There is a huge amount of piracy on all sorts of digital content, including music, software, and movies. This has huge economic repercussions, and is causing a creative stagnation (essentially, more theft equals less profit for the shareholders).

The biggest problems in all copy protection systems is that they are all susceptible to class breaks, meaning that once broken, they affect all users of the technology or product, and not a specific instance of that protection. Once Blu-ray copy protection has been bypassed, all Blu-rays are susceptible to being copied.

Media Based Protection

This is a type of protection commonly used in the 1980s. Programs check the media the file is shipped on and confirm that the file is an original. For example, they would create 'bad' sectors on a floppy disk, which were then distributed and these bad sectors would be checked during execution.

If the program was then copied to a new floppy disk, this would then detect that the floppy it was running on didn't have the special sectors and would thus refuse to run.

Once the community saw this was an issue, they wrote programs to deal with these special sectors and duplicate them.

Serial Numbers

Another problem that exists is that users can share serial numbers for programs, and as long as they don't contact the vendor in the process, the vendor has no way of knowing about illegal installations.

The vendor ships each copy of the software with a unique serial number. This is then entered during the installation program, and the program verifies the typed number is valid.

Challenge Response

This is an improvement to the serial number protection scheme, with the program sending a challenge response to the online activation server to the vendor. This challenge-response idea is well known, but has issues. The user can type the serial number, then the program gets a unique identifier of the machine.

This combination value is then sent to the vendor, who verifies the number is legitimate, and that the user can install the software. The vendor then sends a response which is fed into the installation program, confirming mathematically that the response is valid.

Hardware-Based Protection

This is a step up from conventional copy protections. We add some form of tamper proof non-software based component to the mix, to assist in authentication of the running software. The program needs this dongle to operate correctly.

SET OF TASKS
a - Answer the following from the copy protection text:
(i) What did programs using media based protection create on floppy disks?
(ii) During which program is the serial number entered in the serial number scheme?
(iii) What does the program need in order to operate correctly under hardware-based protection?
b - Say whether each statement agrees with the copy protection text, and quote the words that decide it:
(i) Media based protection was commonly used in the 1990s.
(ii) In the challenge response scheme, a combination value is sent to the vendor.
(iii) A class break affects only a specific instance of the protection.
c - Carry the copy protection text forward from its last sentence.

ENTRIES
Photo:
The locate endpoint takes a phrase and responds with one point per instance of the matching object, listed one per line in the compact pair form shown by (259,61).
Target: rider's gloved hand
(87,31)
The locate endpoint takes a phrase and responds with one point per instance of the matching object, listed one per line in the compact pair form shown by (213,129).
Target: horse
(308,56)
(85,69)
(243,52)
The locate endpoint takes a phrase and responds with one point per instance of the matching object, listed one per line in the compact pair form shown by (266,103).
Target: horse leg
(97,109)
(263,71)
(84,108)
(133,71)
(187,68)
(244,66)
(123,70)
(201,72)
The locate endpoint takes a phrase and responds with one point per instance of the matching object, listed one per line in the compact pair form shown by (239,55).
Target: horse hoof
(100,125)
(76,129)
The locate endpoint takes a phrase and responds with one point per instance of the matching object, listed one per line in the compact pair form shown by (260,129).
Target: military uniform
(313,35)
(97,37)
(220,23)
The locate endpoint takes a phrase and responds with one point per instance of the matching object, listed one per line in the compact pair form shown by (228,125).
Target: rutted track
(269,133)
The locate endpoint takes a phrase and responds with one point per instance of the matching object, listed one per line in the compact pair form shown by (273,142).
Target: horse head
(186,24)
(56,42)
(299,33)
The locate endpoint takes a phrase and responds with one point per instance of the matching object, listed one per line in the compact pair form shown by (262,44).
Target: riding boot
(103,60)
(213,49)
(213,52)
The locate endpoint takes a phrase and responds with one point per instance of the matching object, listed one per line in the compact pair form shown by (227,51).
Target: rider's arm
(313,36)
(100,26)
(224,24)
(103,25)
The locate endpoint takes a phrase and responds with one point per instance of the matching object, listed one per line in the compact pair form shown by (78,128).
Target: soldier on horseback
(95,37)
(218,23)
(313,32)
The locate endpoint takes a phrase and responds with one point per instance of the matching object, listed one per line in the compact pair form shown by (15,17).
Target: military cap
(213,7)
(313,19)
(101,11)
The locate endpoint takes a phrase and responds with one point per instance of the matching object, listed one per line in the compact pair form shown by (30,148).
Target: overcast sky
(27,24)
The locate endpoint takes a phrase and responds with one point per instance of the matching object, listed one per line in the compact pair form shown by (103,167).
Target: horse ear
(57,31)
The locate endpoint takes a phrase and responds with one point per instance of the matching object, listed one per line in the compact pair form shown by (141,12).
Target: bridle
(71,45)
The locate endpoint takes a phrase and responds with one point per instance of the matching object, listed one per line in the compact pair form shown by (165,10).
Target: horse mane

WRITTEN ANSWERS
a -
(i) 'Bad' sectors.
(ii) The installation program.
(iii) A dongle.

b -
(i) No: "This is a type of protection commonly used in the 1980s."
(ii) Yes: "This combination value is then sent to the vendor"
(iii) No: "they affect all users of the technology or product, and not a specific instance of that protection"

c -
The most common implementation is to have the program call the device driver and check the dongle is installed, but a cracker can simply remove or ignore the check.

Dongle developers thus need to design the dongle so that the program needs something from the dongle to run. For example, the dongle could contain a HSM, which decrypts the installed version of the program on the fly as it runs.

The issue with this is that the program will eventually end up in memory, so can simply be ripped from there once loaded.

Software-as-a-Service (SaaS)

As computers become more powerful and cloud computing is ubiquitous, many vendors opt to run their software from a set of servers, with the end user connecting to the server to access the software. It is impossible to access the service without the vendor agreeing, as the vendor owns and maintains the servers where the program runs.

This is not for every type of software though, for example video editors would consume huge amounts of bandwidth if ran from the cloud.

Dedicated Hardware

To achieve unbreakable software, we need to include dedicated hardware, either separate to the main CPU, or somewhere on-die that can be cryptographically verified as being the crypto hardware. To achieve unbreakable, or nearly unbreakable solutions, there must be some dedicated hardware to assist the protection technology.

Computers are inherently open, with the user being able to manipulate the hardware as they desire, with control of raw data only restricted by the operating system, which places artificial limits on the access to the hardware.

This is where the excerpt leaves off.